DIRECTIONS FOR THIS TASK
Select each line of the data below that contains the word "rear". Copy those lines out in order.

====== RECORDS SHOWN

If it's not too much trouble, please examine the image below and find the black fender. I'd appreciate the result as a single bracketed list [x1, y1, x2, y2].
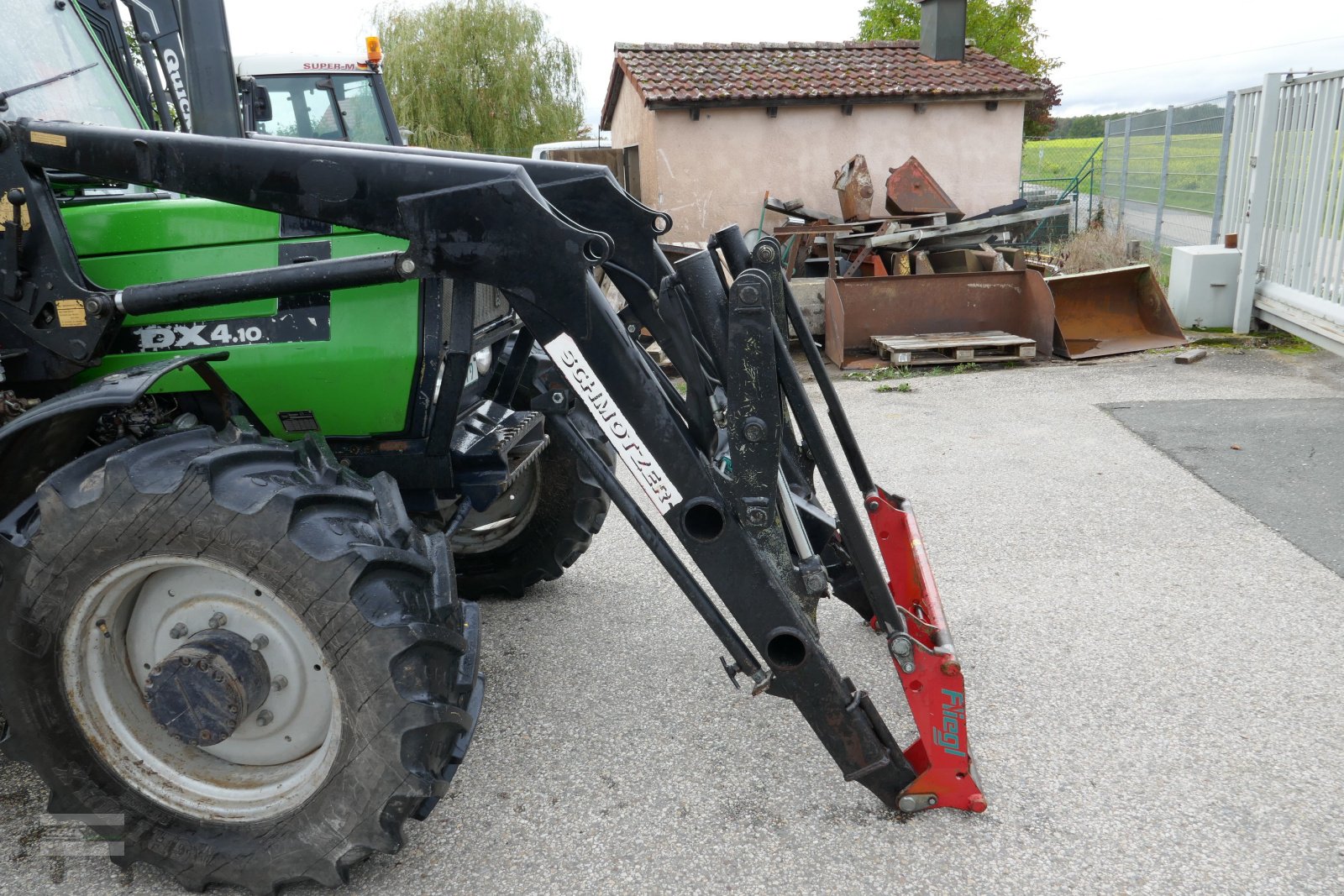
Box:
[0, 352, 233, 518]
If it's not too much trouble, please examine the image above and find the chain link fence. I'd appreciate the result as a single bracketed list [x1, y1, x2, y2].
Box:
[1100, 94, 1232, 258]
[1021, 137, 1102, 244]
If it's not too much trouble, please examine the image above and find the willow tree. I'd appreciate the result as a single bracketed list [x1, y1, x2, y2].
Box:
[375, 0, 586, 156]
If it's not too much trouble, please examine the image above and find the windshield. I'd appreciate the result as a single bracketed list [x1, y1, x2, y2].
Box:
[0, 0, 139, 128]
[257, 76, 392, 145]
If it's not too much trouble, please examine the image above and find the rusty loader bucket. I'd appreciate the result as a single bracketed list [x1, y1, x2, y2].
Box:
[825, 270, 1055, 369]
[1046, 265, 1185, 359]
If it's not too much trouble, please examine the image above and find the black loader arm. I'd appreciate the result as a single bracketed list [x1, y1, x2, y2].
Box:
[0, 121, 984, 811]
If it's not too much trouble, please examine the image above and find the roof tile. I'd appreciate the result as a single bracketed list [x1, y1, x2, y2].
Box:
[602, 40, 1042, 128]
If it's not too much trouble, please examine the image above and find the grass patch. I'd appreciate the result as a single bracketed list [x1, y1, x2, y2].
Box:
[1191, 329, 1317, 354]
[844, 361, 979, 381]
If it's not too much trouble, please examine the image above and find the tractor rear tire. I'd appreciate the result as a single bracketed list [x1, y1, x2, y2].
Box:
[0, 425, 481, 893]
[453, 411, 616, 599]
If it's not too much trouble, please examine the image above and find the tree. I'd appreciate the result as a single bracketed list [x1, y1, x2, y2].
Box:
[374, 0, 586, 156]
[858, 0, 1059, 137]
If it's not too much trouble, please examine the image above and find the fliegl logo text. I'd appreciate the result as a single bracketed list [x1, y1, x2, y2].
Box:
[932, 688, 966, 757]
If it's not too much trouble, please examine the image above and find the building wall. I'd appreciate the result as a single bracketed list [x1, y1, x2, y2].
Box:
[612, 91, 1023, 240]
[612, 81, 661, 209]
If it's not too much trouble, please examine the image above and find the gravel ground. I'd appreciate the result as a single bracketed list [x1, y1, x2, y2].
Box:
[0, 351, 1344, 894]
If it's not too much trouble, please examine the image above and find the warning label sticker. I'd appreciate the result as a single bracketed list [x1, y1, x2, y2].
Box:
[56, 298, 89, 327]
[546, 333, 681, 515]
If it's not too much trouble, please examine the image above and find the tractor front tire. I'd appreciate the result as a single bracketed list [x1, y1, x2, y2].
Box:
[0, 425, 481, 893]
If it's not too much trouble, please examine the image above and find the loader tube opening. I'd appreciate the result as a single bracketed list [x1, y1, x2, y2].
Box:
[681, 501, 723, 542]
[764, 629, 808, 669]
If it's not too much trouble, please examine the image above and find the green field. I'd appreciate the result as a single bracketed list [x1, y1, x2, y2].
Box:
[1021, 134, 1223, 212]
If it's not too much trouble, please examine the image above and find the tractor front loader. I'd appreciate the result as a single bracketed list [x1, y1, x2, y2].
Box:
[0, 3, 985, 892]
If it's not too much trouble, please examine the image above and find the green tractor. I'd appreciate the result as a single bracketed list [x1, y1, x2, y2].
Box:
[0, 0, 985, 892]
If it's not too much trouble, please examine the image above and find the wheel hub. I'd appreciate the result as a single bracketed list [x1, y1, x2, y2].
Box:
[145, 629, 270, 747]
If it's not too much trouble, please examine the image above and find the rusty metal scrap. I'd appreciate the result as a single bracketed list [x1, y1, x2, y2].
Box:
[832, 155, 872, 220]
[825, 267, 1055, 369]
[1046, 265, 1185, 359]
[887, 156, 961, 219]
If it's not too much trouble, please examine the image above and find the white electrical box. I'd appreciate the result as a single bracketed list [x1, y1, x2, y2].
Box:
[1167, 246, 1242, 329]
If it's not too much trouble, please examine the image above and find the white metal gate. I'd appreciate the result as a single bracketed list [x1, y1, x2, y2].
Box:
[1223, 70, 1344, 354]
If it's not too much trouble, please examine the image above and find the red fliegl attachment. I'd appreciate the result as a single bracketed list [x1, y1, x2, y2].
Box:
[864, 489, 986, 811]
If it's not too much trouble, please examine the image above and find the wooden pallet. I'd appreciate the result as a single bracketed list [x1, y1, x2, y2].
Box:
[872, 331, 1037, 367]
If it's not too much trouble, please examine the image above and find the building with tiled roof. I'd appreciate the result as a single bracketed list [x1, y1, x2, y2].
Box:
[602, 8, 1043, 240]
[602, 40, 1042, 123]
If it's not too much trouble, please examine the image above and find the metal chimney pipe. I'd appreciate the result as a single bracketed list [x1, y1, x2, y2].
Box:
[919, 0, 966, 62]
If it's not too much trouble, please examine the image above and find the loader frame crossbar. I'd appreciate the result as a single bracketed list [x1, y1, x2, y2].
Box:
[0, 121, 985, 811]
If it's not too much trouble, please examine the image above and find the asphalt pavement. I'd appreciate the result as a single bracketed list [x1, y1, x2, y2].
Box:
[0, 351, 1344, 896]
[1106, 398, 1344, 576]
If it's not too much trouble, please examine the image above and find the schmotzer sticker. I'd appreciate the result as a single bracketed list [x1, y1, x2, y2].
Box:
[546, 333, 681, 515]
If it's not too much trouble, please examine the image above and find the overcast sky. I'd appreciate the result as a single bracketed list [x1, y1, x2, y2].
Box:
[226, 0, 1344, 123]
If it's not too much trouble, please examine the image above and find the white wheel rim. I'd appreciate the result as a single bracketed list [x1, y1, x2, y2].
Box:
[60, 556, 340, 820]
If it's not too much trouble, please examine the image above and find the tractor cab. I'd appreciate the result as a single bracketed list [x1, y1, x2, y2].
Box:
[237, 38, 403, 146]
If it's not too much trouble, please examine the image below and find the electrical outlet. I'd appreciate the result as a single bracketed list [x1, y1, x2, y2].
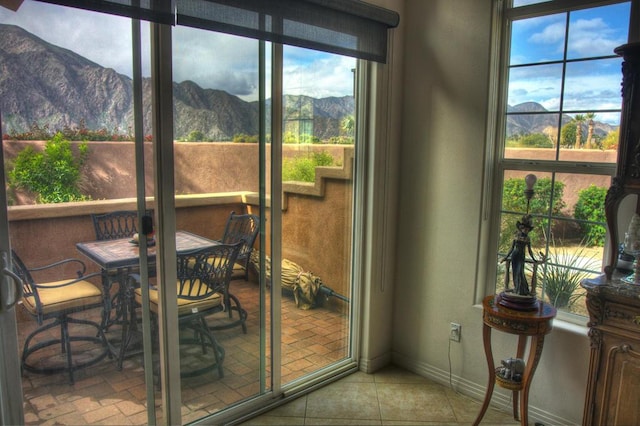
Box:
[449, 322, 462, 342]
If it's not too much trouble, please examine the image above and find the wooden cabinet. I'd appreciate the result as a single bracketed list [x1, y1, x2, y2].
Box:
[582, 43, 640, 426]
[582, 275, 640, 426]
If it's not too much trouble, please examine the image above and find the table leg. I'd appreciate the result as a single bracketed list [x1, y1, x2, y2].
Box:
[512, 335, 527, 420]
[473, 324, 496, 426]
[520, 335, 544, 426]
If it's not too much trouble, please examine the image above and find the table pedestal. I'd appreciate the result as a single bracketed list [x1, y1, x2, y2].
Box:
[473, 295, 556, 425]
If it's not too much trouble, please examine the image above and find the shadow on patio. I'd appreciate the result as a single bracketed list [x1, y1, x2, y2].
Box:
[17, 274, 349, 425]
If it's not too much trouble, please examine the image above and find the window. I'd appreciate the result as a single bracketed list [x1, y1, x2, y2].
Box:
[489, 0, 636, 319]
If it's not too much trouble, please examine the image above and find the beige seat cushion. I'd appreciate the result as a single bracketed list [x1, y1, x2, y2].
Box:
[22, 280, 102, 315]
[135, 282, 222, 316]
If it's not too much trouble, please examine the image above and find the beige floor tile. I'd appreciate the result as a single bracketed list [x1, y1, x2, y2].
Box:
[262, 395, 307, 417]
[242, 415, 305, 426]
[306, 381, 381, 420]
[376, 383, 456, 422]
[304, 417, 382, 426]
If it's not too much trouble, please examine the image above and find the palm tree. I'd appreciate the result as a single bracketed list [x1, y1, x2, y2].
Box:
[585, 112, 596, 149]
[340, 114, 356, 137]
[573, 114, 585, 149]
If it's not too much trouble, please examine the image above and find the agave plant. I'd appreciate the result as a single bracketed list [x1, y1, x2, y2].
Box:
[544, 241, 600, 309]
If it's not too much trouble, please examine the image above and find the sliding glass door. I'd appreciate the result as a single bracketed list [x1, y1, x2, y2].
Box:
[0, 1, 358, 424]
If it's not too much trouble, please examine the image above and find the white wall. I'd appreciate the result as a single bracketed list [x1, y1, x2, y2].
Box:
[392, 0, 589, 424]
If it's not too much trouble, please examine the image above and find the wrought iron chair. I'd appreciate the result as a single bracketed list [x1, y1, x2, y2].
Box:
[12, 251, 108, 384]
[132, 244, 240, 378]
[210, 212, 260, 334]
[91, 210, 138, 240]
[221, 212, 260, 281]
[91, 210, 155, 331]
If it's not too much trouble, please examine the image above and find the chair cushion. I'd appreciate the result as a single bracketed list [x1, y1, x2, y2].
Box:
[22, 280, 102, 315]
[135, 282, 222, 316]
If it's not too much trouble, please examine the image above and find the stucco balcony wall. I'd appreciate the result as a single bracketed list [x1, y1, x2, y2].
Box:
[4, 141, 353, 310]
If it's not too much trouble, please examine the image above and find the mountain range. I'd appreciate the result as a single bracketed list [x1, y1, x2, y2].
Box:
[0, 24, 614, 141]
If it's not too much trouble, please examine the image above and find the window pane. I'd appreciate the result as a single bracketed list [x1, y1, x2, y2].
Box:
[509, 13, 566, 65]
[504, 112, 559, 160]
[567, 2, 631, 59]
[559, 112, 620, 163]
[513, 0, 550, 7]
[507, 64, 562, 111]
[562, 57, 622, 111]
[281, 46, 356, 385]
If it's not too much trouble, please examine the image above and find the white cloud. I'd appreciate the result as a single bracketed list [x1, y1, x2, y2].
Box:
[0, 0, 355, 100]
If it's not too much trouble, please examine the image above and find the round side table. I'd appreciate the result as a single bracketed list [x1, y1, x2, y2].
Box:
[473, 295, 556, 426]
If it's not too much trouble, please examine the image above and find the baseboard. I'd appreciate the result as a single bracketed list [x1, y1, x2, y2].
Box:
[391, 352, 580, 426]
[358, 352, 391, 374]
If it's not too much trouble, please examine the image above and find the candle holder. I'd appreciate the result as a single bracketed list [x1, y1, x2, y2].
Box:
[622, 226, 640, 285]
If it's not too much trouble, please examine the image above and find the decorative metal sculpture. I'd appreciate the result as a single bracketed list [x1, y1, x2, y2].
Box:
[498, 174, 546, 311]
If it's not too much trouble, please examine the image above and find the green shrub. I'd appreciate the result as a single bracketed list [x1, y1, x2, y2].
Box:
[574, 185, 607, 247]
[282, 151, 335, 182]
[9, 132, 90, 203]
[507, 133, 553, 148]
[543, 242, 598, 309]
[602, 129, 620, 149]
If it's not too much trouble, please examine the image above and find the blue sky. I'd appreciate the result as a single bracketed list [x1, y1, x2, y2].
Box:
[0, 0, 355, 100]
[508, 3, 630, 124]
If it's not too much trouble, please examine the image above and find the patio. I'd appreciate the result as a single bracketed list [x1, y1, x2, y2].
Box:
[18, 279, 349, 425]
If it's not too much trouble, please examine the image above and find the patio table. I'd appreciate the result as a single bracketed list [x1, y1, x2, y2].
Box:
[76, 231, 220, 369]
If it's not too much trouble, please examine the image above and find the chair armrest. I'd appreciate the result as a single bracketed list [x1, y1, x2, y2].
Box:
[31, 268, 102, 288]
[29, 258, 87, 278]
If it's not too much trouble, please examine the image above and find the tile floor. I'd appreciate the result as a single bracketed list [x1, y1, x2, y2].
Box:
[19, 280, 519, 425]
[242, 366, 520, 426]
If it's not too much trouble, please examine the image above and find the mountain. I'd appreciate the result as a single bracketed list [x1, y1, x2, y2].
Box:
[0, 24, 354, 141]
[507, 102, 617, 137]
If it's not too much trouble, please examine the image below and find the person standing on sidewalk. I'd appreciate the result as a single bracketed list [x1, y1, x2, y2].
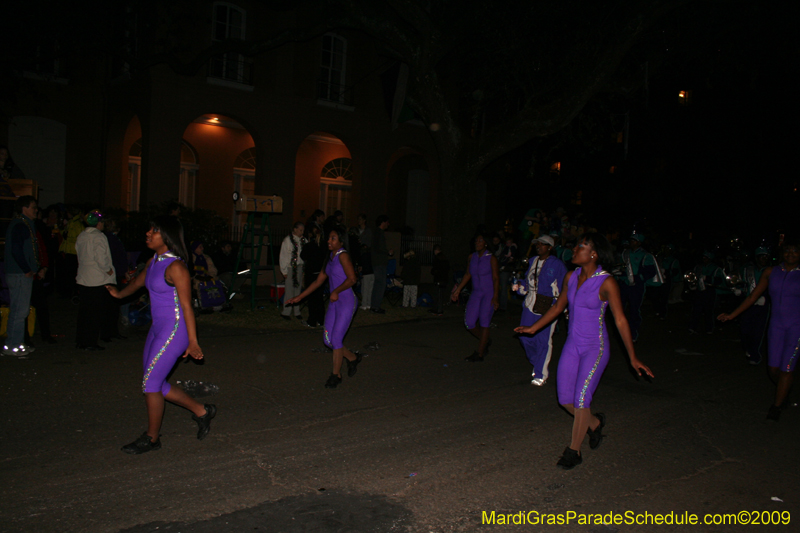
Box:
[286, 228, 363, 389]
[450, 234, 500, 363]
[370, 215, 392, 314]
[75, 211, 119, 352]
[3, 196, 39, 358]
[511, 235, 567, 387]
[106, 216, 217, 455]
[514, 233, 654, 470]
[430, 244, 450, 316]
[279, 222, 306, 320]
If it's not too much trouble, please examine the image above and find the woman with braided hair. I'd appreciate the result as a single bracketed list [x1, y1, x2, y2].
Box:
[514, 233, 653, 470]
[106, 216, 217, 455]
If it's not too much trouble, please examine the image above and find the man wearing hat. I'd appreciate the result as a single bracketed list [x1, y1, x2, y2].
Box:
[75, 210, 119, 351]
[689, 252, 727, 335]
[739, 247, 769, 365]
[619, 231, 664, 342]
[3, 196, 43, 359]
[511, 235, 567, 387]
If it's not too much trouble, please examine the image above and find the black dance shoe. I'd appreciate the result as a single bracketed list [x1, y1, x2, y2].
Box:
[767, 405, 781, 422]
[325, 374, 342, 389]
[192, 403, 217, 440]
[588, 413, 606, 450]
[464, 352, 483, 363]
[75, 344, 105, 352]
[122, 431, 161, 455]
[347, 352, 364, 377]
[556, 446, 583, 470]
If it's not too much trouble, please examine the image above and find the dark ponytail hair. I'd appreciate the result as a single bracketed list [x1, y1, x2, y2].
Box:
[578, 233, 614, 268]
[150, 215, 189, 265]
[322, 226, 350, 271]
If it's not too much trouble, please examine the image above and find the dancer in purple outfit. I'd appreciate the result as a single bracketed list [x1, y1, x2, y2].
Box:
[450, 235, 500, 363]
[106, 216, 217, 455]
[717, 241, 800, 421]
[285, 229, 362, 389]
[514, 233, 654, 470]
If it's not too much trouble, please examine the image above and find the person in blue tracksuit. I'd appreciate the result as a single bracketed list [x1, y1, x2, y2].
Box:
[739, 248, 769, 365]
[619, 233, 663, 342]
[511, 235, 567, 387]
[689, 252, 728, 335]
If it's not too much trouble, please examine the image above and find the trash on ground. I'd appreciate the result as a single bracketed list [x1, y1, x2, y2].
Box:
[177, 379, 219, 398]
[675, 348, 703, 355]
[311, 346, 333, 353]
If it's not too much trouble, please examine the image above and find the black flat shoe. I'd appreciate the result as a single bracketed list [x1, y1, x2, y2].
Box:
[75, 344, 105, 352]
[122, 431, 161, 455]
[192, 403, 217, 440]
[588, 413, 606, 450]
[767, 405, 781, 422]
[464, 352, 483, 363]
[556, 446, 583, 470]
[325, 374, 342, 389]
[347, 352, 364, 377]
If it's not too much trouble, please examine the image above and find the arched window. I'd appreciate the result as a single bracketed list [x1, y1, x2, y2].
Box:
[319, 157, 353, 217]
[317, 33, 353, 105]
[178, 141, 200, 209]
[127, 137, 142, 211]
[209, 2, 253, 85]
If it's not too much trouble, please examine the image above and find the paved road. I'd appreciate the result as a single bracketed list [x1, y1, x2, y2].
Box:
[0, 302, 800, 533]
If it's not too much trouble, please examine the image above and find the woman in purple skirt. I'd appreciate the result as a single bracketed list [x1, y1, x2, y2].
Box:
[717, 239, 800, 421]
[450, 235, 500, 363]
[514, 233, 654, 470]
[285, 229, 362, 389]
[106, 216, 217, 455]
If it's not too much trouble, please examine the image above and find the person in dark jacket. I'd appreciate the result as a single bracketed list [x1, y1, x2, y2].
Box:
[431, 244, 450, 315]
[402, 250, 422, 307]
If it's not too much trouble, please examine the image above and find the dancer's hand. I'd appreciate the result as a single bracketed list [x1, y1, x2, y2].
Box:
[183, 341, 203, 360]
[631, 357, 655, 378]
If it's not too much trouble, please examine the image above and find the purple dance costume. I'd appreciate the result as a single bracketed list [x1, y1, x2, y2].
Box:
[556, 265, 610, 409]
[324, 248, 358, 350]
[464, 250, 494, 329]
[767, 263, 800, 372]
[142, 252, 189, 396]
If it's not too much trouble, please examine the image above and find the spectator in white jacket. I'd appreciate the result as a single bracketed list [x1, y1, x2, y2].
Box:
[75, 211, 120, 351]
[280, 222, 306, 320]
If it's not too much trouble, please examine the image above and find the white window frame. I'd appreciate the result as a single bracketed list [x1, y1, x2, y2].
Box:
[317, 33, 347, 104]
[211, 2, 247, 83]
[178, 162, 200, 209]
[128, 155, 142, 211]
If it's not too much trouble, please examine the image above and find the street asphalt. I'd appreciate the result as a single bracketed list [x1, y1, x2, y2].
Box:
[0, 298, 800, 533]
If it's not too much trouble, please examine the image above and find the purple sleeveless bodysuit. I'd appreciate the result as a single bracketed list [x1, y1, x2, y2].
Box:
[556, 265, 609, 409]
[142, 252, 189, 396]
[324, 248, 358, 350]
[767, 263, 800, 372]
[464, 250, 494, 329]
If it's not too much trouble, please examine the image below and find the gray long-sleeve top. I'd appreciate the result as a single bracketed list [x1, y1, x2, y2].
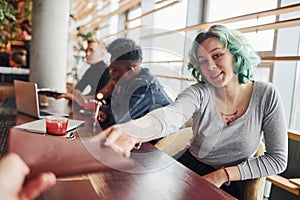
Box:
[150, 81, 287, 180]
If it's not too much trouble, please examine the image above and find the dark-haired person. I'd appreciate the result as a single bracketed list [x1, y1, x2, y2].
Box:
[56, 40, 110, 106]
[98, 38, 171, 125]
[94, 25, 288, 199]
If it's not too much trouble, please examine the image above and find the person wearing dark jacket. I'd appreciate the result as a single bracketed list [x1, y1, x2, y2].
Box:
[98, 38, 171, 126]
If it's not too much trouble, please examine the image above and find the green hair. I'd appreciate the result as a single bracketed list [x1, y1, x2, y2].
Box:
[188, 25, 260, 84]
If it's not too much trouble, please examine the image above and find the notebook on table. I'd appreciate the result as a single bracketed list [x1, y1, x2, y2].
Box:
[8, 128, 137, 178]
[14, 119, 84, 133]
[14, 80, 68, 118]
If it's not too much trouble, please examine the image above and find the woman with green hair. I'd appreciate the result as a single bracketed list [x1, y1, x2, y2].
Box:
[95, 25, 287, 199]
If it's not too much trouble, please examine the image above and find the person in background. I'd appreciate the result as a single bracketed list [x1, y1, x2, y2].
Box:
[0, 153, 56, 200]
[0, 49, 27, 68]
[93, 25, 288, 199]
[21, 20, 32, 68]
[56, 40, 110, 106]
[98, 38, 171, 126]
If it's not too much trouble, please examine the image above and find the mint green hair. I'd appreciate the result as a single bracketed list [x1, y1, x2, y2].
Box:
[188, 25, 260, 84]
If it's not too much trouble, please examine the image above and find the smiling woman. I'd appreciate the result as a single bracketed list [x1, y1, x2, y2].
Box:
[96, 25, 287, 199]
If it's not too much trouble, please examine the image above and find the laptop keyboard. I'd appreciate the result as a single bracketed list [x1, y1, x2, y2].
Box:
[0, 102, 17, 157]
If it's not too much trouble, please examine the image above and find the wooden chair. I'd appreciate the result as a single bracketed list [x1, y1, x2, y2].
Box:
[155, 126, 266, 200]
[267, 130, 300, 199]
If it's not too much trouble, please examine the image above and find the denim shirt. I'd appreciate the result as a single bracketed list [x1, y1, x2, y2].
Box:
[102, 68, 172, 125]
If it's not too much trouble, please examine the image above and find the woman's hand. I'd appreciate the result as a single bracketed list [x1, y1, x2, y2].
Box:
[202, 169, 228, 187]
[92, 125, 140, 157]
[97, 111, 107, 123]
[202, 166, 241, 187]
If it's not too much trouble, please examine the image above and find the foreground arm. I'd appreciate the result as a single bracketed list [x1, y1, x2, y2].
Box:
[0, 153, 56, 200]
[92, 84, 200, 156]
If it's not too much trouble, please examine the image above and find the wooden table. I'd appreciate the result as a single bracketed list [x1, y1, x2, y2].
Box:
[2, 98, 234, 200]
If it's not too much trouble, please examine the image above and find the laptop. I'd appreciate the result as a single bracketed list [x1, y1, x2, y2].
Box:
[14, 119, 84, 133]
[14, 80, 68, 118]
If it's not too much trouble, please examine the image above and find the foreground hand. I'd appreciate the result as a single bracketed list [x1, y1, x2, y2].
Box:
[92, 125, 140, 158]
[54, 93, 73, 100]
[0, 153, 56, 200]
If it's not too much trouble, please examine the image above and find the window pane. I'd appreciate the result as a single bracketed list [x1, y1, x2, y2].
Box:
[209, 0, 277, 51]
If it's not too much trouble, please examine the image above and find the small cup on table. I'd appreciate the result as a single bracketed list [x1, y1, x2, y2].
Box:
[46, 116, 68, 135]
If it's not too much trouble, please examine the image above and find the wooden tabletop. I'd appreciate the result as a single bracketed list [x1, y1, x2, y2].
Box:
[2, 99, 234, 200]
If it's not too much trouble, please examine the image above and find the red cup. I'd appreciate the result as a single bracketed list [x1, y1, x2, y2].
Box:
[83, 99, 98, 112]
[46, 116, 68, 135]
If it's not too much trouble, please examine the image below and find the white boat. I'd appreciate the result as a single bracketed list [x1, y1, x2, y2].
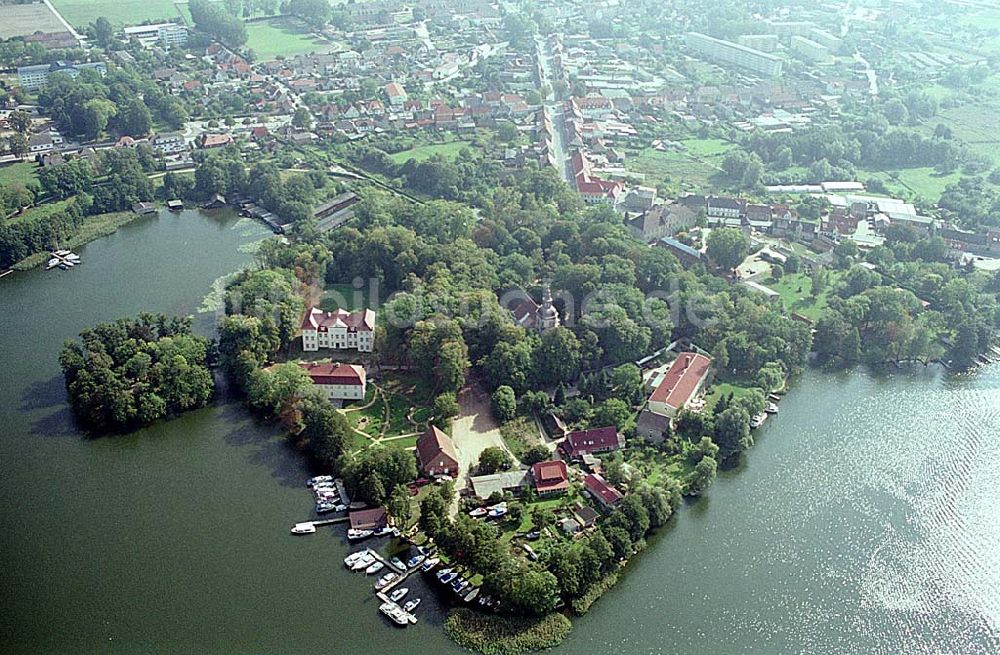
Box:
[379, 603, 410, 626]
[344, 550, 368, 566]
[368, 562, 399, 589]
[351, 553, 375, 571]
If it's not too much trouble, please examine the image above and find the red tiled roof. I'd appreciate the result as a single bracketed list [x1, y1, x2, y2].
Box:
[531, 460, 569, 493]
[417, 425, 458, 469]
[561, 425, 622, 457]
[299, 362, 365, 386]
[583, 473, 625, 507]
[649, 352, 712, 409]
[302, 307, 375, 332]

============

ANSWER FOR THIS EXERCISE
If it's not too much trouble, please examine the image above and find the tractor rear tire. I'd appreciate the result as a single bracketed list [x1, y1, x2, y2].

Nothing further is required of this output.